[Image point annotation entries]
Start

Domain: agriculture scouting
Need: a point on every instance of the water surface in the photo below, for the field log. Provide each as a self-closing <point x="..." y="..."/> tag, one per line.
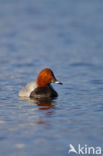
<point x="67" y="37"/>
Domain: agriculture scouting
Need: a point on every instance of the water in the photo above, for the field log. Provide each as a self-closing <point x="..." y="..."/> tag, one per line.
<point x="67" y="37"/>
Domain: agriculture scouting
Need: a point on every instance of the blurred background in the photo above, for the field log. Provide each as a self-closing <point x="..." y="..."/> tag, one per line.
<point x="66" y="36"/>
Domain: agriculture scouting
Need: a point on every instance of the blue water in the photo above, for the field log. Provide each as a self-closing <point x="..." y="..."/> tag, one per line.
<point x="66" y="36"/>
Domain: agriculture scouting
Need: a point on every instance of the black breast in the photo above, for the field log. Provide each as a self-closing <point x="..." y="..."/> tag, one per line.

End

→ To be done: Scale the coordinates in the answers and reproduce all the records above, requests included, multiplying every x and y value in the answer point tags by 0.35 and rounding to whole numbers, with halves rounded up. Leave the pictures out.

→ Reply to the exercise:
Domain: agriculture scouting
Need: a point on every instance of the water surface in the photo below, for the field log. Provide each as a self-closing <point x="..." y="..."/> tag, one per line.
<point x="23" y="13"/>
Domain: agriculture scouting
Need: a point on every instance of the water in the photo above, for the field log. Provide each as a self-closing <point x="..." y="..."/> tag, one per line.
<point x="23" y="13"/>
Domain: agriculture scouting
Need: a point on every instance of the blurred background in the photo above, for the field log. Provide each as a self-closing <point x="..." y="..."/> tag, one per line.
<point x="23" y="13"/>
Domain: agriculture scouting
Need: a point on every instance of the blue water in the photo above, for the field log. Provide each as a self-closing <point x="..." y="..."/> tag, one per line.
<point x="23" y="13"/>
Domain: agriculture scouting
Need: a point on every instance of the black breast in the photo above, for the field log. Provide each as a self-closing <point x="..." y="..."/> tag, one per line.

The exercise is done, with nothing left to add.